Your assignment: From the line with "Query: evergreen conifer tree" through the final line of the entries below, write out each line exactly and nothing else.
Content starts
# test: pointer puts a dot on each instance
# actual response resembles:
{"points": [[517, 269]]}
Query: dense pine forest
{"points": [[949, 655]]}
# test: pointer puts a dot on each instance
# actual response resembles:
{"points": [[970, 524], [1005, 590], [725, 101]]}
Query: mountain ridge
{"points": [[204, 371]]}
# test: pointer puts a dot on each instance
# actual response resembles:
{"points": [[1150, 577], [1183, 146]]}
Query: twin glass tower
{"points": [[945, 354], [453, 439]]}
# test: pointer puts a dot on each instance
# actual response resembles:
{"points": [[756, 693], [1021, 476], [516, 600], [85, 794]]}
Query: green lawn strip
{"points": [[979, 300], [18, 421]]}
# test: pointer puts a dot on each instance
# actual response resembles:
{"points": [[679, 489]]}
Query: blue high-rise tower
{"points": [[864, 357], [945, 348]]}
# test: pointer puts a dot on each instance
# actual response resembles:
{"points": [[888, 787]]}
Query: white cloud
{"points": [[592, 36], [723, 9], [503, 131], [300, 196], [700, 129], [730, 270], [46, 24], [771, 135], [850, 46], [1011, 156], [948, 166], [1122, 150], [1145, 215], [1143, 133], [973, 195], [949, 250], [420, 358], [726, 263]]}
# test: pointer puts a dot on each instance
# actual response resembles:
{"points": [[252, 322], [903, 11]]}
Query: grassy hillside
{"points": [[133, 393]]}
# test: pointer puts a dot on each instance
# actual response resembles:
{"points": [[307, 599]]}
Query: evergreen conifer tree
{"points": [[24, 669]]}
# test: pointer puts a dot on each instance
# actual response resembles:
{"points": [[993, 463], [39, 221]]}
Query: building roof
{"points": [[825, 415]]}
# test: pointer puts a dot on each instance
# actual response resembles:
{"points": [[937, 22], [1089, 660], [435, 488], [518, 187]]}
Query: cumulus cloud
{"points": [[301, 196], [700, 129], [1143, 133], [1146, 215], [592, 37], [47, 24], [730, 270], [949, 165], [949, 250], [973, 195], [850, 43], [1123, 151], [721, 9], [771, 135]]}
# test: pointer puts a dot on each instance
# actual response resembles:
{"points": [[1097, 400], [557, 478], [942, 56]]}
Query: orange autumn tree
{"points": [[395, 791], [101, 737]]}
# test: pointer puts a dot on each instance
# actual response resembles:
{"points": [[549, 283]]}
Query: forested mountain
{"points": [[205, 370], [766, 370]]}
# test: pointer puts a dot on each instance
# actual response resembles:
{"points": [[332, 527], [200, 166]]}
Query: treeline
Content ends
Task solution:
Query: evergreen conifer tree
{"points": [[24, 669]]}
# test: pointer puts a dot on each instance
# actual response resembles:
{"points": [[993, 463], [39, 221]]}
Query: building roof
{"points": [[825, 415]]}
# test: pointer puts a dot on each instance
# actual response resembles:
{"points": [[937, 22], [1089, 660], [435, 488], [518, 187]]}
Query: cumulus cloud
{"points": [[301, 196], [700, 129], [1143, 133], [1146, 215], [592, 37], [47, 24], [730, 270], [949, 165], [949, 250], [973, 195], [850, 43], [1123, 151], [721, 9], [771, 135]]}
# test: pointer puts a dot on each instance
# actual response resembles:
{"points": [[1097, 400], [557, 478], [942, 56]]}
Query: orange autumn tree
{"points": [[395, 791], [101, 737]]}
# test: pointer puts a dot on each instance
# actual response resembles:
{"points": [[549, 283]]}
Query: forested mountain
{"points": [[205, 370], [766, 370]]}
# test: pointer puts a dot on each instance
# actual response resembles:
{"points": [[332, 527], [200, 166]]}
Query: treeline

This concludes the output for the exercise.